■ **What is needed**
Rewrite all of the rows below, swapping "whole pixels" for "integer pixels" wherever it occurs and changing nothing else. Leave the pictures out of your version.

■ **Listing**
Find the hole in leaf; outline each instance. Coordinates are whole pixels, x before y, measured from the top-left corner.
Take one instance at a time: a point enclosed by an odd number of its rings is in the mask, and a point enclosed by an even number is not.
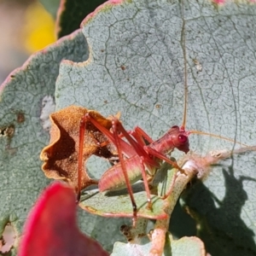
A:
[[[15,125],[10,125],[9,126],[0,128],[0,137],[12,137],[15,134]]]

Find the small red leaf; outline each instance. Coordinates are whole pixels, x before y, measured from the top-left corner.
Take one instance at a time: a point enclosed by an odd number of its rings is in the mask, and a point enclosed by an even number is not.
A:
[[[40,196],[26,224],[20,256],[108,255],[76,224],[73,189],[60,183]]]

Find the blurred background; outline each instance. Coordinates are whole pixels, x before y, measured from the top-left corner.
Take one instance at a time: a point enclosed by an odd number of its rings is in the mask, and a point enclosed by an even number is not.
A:
[[[60,0],[0,0],[0,84],[34,52],[56,40]]]

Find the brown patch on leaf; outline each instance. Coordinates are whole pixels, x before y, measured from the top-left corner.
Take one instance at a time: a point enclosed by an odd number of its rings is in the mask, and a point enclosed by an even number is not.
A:
[[[94,110],[84,108],[70,106],[49,115],[51,121],[50,141],[40,154],[44,163],[42,169],[46,177],[55,179],[62,179],[77,189],[78,184],[78,157],[79,147],[79,125],[82,117],[90,113],[102,126],[110,130],[111,119],[104,118]],[[99,146],[99,143],[104,146]],[[116,148],[108,142],[108,138],[90,122],[86,123],[84,143],[84,161],[91,155],[111,159],[117,154]],[[97,181],[91,179],[86,170],[82,172],[81,189]]]

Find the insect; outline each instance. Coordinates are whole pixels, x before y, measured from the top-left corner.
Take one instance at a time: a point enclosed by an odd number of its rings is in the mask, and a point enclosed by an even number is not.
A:
[[[99,189],[113,190],[120,189],[127,187],[129,195],[131,197],[133,207],[133,219],[137,218],[137,205],[134,200],[131,183],[143,177],[147,193],[148,207],[152,207],[150,197],[150,190],[148,183],[148,177],[154,177],[157,169],[160,166],[161,161],[165,160],[171,165],[176,166],[179,172],[183,169],[175,162],[172,162],[166,156],[166,154],[172,151],[175,148],[187,153],[189,150],[189,136],[191,133],[209,135],[221,139],[230,140],[220,136],[197,131],[186,131],[186,117],[187,117],[187,98],[188,98],[188,82],[187,82],[187,65],[186,65],[186,46],[184,40],[184,20],[183,24],[183,49],[184,59],[184,111],[183,121],[180,127],[172,126],[162,137],[154,141],[145,131],[140,127],[136,127],[134,131],[128,132],[123,127],[122,124],[117,119],[112,119],[112,130],[104,129],[96,120],[89,113],[86,113],[81,119],[80,123],[80,140],[79,140],[79,177],[83,170],[82,156],[84,140],[85,124],[87,121],[92,123],[101,132],[102,132],[109,140],[110,143],[116,146],[119,163],[117,163],[110,169],[106,171],[99,181]],[[86,140],[86,138],[85,138]],[[172,187],[168,193],[171,193]]]

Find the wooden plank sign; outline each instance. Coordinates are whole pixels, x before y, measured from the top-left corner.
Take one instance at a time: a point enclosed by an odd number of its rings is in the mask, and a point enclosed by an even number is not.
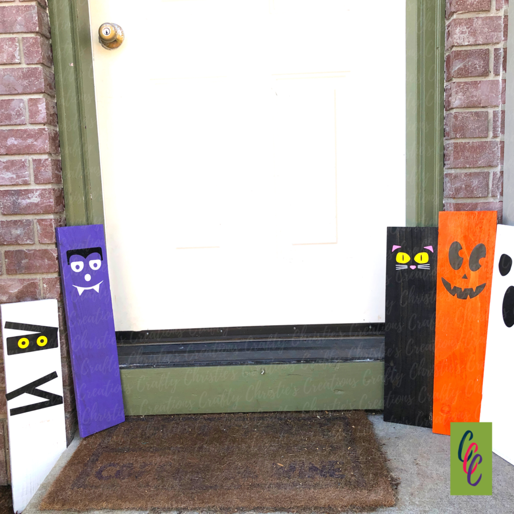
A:
[[[103,225],[56,230],[82,437],[125,420]]]
[[[480,421],[492,423],[492,451],[514,464],[514,227],[498,225],[487,329]]]
[[[21,512],[66,449],[57,301],[1,310],[13,508]]]
[[[495,211],[439,213],[432,430],[480,418]]]
[[[384,421],[432,426],[437,262],[437,228],[388,228]]]

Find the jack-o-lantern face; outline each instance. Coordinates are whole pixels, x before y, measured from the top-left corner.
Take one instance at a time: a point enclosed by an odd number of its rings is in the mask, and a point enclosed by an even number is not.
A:
[[[469,253],[458,241],[454,241],[448,250],[450,265],[457,273],[448,277],[451,281],[441,277],[445,289],[452,296],[460,300],[470,299],[478,296],[485,288],[487,282],[482,276],[480,269],[487,257],[485,245],[479,243]],[[481,262],[482,261],[482,262]]]

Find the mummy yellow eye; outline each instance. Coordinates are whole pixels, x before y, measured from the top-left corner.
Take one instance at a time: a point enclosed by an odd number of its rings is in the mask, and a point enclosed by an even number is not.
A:
[[[38,343],[38,346],[44,346],[48,342],[48,340],[45,336],[40,336],[38,338],[38,340],[36,341]]]
[[[411,256],[405,252],[398,252],[396,254],[396,262],[400,264],[407,264],[411,260]]]
[[[426,252],[420,252],[416,254],[414,260],[418,264],[425,264],[428,262],[428,254]]]
[[[18,339],[18,346],[20,348],[26,348],[29,345],[29,340],[26,337]]]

■ **Written solution**
Find the hole in leaf; outline each instance. Coordinates are integer pixels, x before y, measured from the top-left corner.
Take one instance at a time: a point enclosed by an odd number of its rings is in the mask, and a point enclosed by an even number is not.
A:
[[[15,125],[10,125],[9,126],[0,128],[0,137],[12,137],[15,134]]]

Find the small red leaf; outline each instance. Coordinates are integer pixels, x before y, measured from the top-left corner.
Take one instance at a time: a point enclosed by an odd number of its rings is in the mask, and a point enclosed by an even number is not.
A:
[[[40,196],[26,224],[20,256],[108,255],[76,224],[73,189],[60,183]]]

Find the blurred background; outline each instance. Coordinates are integer pixels, x before y, measured from the top-left corner.
Take one instance at a time: a point enclosed by an odd number of its rings is in the mask, and a point enclosed by an even number is not.
A:
[[[60,0],[0,0],[0,84],[34,52],[56,40]]]

Find the brown patch on leaf; outline each instance. Coordinates are integer pixels, x before y, measured from the top-left corner.
Take one instance at a time: a point enclosed by an odd number of its rings is in the mask, and a point enclosed by an even number is not.
A:
[[[94,110],[84,108],[70,106],[49,115],[51,121],[50,141],[40,154],[44,163],[42,169],[46,177],[55,179],[62,179],[77,189],[78,184],[78,157],[79,147],[79,125],[82,117],[90,113],[102,126],[110,130],[111,119],[104,118]],[[99,146],[99,143],[104,146]],[[116,148],[108,142],[108,138],[90,122],[86,123],[84,143],[84,161],[91,155],[111,159],[117,154]],[[97,181],[91,179],[86,170],[82,172],[81,189]]]

Find the insect; outline each instance. Coordinates are integer pixels, x before y, measured from the top-left corner.
Take one instance at a time: a point enclosed by an odd number of its rings is in the mask, and a point enclosed by an even number is not.
A:
[[[99,189],[113,190],[120,189],[127,187],[129,195],[131,197],[133,207],[133,219],[137,218],[137,205],[134,200],[131,183],[143,177],[147,193],[148,207],[152,207],[150,197],[150,190],[148,183],[148,177],[154,177],[157,169],[160,166],[161,161],[165,160],[171,165],[176,166],[179,172],[183,169],[175,162],[172,162],[166,156],[166,154],[172,151],[175,148],[187,153],[189,150],[189,136],[191,133],[209,135],[221,139],[230,140],[220,136],[197,131],[186,131],[186,117],[187,117],[187,98],[188,98],[188,82],[187,82],[187,65],[186,65],[186,46],[184,40],[184,20],[183,24],[183,49],[184,59],[184,111],[183,121],[180,127],[172,126],[162,137],[154,141],[145,131],[140,127],[136,127],[134,131],[128,132],[123,127],[122,124],[117,119],[112,119],[112,130],[104,129],[96,120],[89,113],[86,113],[81,119],[80,123],[80,140],[79,140],[79,177],[83,170],[82,156],[84,140],[85,124],[87,121],[92,123],[101,132],[102,132],[109,140],[110,143],[116,146],[119,163],[117,163],[110,169],[106,171],[99,181]],[[86,140],[86,138],[85,138]],[[172,187],[168,193],[171,193]]]

Find the wooden plank sign; outline each instance. Coordinates are integer pixels, x before y, measured from the top-left corner.
Take one instance at a time: a point enclosed by an odd number of its rings is in the mask, and a point enclosed by an even number is not.
A:
[[[103,225],[56,230],[82,437],[125,420]]]
[[[480,421],[492,423],[492,451],[514,464],[514,227],[498,225],[487,329]]]
[[[21,512],[66,449],[57,301],[1,310],[13,508]]]
[[[495,211],[439,213],[432,430],[480,418]]]
[[[384,421],[432,426],[437,262],[437,228],[388,228]]]

Find the jack-o-lantern face; outline each instance. Coordinates are integer pixels, x before y, measured from the top-left corner.
Take one instance at a time: a point enclosed by an odd number of its rings is in the mask, and a point enclosed by an even number is not.
A:
[[[469,253],[458,241],[454,241],[448,250],[450,265],[457,273],[448,277],[451,281],[441,277],[445,289],[452,296],[460,300],[470,299],[478,296],[485,288],[487,282],[482,276],[480,269],[487,257],[485,245],[479,243]],[[481,262],[482,261],[482,262]]]

Find the mummy yellow eye; outline each instance. Coordinates are integer pixels, x before y, measured from the top-left corner.
Take one instance at a time: a point enclosed by an odd number of its rings is in the mask, and a point enclosed by an even number is not.
A:
[[[38,343],[38,346],[44,346],[48,342],[48,340],[45,336],[40,336],[38,338],[38,340],[36,341]]]
[[[411,256],[405,252],[398,252],[396,254],[396,262],[400,264],[407,264],[411,260]]]
[[[426,252],[420,252],[416,254],[414,260],[418,264],[425,264],[428,262],[428,254]]]
[[[18,339],[18,346],[20,348],[26,348],[29,345],[29,340],[26,337]]]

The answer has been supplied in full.